▸ EXERCISE BRIEF
In the records that follow, show each line where the word "city" is present.

▬▬▬▬▬▬

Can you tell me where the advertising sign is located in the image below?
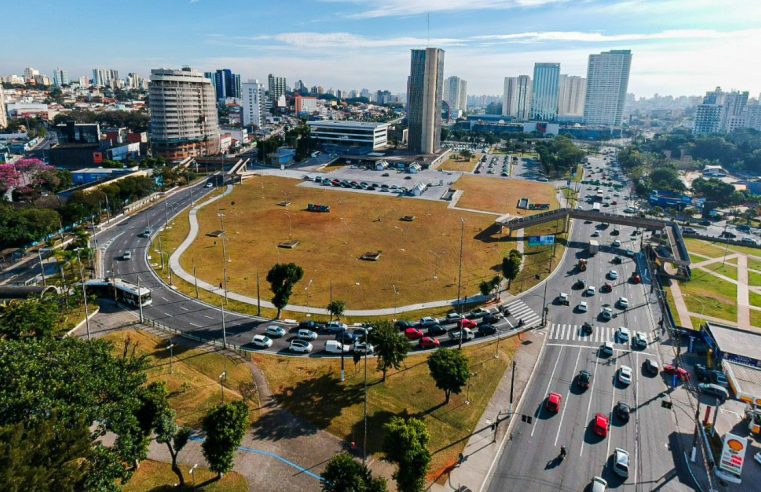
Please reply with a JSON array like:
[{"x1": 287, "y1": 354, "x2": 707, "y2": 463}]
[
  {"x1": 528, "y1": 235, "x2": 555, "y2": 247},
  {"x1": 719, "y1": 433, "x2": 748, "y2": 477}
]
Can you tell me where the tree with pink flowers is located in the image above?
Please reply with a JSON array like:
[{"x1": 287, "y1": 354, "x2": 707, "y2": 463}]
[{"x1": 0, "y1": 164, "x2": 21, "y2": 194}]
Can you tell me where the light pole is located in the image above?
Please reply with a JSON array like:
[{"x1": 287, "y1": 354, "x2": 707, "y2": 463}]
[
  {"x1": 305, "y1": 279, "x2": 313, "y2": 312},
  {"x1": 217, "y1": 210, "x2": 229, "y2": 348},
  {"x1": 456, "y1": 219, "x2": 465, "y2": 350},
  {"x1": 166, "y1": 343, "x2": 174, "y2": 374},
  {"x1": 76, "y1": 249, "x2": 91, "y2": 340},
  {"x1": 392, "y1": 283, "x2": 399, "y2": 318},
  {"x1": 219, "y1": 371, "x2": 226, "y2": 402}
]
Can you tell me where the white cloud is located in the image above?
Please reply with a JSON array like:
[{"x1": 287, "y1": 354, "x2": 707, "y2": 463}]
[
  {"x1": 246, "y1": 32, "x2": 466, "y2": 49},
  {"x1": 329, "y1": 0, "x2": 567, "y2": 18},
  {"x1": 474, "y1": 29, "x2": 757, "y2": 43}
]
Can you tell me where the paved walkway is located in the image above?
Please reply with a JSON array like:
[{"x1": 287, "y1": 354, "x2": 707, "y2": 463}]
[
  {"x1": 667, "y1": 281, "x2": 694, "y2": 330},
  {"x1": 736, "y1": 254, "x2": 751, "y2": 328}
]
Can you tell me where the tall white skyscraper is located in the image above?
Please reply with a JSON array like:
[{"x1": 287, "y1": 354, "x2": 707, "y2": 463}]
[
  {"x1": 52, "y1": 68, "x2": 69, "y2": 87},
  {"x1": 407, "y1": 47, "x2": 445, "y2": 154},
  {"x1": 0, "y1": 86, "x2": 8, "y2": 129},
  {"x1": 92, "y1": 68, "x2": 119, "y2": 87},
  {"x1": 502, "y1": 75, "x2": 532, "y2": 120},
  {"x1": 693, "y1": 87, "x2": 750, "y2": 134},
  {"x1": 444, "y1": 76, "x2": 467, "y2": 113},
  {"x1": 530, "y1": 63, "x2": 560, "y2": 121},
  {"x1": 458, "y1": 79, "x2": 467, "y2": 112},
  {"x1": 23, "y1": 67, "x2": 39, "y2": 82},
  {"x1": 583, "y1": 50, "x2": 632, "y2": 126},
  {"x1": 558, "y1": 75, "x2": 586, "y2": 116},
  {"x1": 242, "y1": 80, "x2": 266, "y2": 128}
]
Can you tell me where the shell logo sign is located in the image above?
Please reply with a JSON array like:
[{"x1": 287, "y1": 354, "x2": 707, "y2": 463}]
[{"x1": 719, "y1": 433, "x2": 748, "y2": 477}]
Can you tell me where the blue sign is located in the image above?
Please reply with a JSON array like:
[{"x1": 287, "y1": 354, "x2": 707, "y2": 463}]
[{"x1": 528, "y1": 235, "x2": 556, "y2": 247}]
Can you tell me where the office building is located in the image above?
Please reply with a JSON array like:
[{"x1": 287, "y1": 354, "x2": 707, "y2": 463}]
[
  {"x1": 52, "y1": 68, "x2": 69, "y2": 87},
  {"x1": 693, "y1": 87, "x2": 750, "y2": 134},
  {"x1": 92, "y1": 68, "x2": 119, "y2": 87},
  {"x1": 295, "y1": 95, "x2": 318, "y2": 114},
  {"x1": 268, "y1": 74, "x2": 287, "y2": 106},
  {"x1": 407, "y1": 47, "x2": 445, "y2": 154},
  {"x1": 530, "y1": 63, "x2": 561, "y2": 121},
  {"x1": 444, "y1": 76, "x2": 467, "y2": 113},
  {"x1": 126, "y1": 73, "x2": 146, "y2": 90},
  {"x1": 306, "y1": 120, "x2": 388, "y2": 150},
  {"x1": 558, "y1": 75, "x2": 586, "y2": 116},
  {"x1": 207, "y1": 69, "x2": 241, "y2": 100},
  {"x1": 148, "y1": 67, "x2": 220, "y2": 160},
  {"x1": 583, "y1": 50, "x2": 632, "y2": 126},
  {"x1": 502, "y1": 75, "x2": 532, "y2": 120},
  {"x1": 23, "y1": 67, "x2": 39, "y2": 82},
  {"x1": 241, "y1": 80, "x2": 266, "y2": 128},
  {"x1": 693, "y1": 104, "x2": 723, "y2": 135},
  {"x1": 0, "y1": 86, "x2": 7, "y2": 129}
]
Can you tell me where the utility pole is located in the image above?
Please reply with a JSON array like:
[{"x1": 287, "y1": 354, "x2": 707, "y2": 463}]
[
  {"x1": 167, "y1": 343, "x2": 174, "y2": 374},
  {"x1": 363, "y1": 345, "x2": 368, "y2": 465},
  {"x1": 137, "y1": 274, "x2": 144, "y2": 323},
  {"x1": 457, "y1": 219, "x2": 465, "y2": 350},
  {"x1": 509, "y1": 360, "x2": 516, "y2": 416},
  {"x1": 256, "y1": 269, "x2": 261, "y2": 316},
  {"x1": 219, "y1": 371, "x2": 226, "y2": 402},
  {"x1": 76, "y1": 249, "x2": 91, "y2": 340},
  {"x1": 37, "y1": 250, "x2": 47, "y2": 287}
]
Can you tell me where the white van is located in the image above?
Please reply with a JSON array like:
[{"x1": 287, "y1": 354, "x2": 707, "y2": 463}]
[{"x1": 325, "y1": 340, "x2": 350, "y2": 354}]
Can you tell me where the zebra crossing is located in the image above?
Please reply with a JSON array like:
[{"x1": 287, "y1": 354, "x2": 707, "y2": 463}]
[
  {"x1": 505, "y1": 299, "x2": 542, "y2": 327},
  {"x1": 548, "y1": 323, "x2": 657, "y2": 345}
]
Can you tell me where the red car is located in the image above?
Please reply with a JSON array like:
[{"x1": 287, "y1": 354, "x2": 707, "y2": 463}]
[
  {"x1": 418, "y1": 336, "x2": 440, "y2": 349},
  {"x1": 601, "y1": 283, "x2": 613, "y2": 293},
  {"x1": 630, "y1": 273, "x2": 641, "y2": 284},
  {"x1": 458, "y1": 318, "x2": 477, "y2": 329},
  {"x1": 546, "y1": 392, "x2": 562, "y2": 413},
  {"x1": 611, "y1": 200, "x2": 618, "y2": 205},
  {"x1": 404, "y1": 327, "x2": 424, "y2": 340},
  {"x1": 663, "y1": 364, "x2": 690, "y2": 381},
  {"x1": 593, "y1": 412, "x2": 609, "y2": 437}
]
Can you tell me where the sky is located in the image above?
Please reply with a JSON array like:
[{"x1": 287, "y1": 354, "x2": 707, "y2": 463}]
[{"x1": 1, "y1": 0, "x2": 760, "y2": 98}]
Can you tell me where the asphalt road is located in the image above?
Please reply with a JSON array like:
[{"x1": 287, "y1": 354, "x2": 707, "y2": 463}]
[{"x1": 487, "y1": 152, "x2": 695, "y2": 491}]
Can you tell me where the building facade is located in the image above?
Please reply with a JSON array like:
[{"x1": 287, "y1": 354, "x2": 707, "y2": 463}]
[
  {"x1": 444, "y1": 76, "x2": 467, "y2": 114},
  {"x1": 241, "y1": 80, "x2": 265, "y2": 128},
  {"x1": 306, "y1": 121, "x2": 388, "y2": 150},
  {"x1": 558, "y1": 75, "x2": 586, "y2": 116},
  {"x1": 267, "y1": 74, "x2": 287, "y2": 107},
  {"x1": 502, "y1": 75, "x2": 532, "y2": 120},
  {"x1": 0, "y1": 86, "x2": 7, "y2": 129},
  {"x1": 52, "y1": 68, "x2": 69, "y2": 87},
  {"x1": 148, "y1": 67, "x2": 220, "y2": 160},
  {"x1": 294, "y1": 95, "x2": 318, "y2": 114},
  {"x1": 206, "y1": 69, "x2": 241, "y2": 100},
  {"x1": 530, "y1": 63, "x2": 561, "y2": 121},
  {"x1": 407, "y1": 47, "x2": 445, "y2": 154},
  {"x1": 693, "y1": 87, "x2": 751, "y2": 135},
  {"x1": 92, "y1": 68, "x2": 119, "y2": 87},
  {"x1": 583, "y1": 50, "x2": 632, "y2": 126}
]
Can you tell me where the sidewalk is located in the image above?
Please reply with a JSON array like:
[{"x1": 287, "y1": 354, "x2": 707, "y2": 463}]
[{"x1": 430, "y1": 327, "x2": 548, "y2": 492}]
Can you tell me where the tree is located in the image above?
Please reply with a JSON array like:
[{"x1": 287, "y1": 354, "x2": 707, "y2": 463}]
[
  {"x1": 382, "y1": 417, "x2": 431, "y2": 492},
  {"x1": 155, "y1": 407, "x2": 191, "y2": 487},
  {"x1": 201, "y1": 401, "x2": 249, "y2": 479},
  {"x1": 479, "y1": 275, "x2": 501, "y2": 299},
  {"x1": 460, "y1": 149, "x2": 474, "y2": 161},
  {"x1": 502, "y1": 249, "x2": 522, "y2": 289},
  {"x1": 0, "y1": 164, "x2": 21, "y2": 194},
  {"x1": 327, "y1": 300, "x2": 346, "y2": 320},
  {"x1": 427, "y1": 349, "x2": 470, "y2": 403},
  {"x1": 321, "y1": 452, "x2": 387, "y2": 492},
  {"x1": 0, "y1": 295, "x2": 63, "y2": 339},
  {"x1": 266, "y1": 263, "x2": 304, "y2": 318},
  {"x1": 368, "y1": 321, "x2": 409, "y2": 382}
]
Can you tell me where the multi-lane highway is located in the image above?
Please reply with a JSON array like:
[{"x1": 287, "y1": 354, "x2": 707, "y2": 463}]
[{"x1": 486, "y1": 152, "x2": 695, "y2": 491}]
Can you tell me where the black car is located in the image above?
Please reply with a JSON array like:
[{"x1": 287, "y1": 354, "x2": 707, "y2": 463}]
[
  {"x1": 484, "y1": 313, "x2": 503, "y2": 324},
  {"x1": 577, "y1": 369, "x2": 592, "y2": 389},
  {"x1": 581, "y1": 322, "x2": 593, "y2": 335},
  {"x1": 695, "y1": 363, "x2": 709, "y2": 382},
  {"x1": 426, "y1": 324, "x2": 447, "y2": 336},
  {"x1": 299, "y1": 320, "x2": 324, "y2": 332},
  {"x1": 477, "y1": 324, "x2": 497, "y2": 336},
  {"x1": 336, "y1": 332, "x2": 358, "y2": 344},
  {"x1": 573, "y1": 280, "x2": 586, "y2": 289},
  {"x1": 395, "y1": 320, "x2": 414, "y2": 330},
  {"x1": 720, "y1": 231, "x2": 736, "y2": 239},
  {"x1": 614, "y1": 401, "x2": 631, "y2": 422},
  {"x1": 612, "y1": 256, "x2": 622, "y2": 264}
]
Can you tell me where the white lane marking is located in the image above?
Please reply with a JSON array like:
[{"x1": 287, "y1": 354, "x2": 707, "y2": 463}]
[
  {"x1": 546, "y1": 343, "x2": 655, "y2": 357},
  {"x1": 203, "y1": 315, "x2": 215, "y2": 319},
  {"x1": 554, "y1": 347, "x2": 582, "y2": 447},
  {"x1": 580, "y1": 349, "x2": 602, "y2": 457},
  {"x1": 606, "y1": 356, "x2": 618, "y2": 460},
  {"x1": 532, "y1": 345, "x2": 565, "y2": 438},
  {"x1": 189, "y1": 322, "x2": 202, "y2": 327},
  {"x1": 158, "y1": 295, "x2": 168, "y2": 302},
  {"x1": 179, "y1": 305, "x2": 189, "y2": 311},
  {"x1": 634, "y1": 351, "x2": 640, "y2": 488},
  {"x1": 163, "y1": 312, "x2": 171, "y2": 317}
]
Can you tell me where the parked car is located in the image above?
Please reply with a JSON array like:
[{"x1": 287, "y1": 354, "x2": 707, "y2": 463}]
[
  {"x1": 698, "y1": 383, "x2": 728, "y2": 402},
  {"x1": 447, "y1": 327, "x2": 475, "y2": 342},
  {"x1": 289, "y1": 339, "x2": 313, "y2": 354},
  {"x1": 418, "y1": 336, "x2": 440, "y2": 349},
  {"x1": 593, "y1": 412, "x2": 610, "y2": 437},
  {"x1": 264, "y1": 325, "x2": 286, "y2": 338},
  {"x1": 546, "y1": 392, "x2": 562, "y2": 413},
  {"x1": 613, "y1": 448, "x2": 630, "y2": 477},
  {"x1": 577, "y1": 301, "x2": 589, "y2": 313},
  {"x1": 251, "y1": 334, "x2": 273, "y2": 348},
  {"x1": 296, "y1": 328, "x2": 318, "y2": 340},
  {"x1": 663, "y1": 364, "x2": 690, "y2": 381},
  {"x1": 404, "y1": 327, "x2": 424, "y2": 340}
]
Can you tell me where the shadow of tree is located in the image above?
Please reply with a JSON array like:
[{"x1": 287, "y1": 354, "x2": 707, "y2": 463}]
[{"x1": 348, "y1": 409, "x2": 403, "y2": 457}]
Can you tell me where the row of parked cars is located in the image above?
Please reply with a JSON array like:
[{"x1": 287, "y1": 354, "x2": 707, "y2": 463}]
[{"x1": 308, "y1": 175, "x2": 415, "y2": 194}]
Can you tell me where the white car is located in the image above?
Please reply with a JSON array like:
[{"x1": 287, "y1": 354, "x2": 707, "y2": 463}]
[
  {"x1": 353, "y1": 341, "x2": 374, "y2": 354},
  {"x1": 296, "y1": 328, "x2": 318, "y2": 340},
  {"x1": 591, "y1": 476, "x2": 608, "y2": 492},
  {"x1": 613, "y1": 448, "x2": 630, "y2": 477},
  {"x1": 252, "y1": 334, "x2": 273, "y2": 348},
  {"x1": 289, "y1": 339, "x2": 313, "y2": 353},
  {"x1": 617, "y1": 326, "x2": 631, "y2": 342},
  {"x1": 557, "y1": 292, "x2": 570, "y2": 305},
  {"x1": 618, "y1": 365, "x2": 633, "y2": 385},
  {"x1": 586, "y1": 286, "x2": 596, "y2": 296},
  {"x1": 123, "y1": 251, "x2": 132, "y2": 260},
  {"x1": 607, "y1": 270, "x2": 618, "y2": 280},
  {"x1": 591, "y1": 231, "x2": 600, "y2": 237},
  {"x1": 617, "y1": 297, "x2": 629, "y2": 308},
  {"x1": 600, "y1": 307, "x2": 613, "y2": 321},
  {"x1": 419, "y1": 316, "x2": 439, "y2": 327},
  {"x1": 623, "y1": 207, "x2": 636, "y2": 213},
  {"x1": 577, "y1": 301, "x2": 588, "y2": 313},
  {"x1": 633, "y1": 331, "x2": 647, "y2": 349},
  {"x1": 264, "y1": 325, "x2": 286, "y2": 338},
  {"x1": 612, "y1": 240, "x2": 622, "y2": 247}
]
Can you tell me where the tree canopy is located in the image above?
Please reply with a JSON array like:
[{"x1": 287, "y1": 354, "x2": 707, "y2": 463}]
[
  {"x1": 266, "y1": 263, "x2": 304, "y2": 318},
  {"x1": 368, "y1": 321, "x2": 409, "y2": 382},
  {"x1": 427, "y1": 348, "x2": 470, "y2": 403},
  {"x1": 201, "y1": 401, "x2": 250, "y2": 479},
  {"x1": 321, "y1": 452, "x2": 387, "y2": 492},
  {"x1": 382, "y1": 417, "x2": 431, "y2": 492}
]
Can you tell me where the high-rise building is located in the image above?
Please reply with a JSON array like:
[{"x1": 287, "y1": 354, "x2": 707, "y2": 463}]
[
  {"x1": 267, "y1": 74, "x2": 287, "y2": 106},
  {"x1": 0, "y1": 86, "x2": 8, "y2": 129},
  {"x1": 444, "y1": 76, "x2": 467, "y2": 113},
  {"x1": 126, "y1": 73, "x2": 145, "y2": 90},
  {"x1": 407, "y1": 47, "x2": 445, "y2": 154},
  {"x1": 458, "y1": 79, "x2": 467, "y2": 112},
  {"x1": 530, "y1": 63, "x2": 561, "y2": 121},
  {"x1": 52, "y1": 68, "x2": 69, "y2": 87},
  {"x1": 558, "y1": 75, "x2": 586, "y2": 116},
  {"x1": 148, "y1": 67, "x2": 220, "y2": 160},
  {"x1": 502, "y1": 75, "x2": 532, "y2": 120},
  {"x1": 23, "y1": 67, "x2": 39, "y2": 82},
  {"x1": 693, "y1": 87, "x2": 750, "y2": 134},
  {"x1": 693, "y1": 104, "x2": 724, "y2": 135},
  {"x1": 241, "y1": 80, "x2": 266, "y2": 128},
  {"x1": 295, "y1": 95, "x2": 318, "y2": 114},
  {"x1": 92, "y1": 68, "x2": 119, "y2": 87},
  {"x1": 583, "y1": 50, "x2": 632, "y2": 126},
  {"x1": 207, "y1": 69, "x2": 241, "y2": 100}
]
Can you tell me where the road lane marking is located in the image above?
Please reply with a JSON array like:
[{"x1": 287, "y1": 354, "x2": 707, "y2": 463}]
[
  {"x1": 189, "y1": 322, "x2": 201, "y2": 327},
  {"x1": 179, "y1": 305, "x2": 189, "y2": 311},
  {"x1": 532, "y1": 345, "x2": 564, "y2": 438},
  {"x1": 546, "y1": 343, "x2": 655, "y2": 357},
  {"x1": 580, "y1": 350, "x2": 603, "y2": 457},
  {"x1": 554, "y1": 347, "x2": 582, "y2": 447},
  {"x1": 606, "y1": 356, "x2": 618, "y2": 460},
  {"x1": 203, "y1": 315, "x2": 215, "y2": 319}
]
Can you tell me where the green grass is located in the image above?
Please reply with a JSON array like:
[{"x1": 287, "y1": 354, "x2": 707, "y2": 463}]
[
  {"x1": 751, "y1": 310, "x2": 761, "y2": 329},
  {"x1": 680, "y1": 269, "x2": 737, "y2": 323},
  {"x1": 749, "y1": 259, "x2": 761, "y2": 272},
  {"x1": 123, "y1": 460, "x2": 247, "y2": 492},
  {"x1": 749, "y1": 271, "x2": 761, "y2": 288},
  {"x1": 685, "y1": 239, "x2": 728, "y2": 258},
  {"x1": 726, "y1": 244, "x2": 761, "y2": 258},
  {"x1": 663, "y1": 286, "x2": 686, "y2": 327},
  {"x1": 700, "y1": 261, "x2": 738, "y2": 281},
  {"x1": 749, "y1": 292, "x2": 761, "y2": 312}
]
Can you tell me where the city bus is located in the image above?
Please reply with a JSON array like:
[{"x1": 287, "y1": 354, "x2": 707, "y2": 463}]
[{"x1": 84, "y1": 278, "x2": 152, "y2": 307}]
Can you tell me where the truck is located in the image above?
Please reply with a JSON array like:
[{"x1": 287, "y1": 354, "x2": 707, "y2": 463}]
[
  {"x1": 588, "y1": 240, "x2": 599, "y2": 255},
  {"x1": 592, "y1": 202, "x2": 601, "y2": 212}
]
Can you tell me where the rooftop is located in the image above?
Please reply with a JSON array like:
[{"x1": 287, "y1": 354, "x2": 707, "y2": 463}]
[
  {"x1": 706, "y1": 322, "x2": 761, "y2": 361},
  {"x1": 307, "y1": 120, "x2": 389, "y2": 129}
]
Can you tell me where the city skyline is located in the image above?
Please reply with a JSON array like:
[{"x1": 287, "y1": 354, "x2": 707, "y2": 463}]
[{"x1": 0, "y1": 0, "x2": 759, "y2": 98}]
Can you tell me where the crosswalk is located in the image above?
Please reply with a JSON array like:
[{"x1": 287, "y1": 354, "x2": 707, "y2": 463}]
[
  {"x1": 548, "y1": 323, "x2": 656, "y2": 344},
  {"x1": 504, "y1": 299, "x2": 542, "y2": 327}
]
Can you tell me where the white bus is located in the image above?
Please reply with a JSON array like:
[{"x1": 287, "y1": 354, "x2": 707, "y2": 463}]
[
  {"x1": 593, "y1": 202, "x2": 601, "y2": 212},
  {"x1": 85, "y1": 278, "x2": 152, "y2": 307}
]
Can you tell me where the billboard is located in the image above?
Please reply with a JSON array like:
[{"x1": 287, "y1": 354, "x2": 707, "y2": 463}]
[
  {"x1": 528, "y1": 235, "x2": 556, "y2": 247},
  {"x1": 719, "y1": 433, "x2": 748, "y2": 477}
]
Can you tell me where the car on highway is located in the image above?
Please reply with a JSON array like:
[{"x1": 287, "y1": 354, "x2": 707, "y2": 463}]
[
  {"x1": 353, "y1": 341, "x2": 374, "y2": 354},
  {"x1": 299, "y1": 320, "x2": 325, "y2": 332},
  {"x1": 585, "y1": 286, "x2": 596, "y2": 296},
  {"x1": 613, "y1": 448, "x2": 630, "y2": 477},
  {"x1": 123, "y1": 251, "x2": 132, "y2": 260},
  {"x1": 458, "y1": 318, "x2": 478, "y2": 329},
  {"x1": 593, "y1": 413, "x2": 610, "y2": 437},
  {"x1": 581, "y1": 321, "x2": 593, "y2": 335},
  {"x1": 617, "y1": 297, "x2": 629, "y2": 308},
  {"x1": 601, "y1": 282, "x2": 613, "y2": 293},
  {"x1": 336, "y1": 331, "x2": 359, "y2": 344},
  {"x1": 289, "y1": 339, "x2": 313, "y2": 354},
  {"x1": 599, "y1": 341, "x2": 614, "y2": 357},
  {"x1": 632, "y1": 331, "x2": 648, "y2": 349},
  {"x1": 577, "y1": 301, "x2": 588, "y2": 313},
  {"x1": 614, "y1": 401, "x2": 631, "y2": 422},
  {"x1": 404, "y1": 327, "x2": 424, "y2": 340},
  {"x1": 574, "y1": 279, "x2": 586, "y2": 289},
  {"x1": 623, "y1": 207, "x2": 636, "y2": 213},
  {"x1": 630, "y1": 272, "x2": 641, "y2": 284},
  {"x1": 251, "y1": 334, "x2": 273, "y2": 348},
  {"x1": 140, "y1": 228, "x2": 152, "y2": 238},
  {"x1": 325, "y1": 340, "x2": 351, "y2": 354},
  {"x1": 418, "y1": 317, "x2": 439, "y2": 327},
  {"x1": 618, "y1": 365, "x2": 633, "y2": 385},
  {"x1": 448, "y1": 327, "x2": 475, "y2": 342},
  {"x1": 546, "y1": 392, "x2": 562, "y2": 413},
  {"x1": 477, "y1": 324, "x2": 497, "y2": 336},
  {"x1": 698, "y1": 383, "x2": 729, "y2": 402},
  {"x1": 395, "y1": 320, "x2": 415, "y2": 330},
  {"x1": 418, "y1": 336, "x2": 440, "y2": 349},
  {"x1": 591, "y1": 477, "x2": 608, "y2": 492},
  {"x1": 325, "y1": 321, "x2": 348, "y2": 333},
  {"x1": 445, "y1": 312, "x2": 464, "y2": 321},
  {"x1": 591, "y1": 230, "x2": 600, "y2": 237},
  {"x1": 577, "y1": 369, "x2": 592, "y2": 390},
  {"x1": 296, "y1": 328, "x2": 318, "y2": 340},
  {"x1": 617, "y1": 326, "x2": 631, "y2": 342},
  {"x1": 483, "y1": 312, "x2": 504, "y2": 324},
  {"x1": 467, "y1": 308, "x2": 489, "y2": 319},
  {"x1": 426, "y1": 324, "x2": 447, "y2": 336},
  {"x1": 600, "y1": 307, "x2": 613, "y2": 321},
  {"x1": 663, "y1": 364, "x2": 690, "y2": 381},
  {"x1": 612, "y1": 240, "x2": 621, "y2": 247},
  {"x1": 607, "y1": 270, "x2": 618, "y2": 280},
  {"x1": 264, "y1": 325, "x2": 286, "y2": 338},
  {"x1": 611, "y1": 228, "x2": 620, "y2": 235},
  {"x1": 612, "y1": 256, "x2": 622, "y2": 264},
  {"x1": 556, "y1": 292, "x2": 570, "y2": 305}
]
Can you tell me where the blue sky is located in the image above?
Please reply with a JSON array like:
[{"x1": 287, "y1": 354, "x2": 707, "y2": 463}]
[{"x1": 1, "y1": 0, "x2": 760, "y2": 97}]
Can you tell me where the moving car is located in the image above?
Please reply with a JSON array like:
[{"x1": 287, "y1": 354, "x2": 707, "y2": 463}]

▬▬▬▬▬▬

▸ TASK RESPONSE
Can you tell me where the city bus is located in the image above?
Can you tell me where the city skyline is located in the image above?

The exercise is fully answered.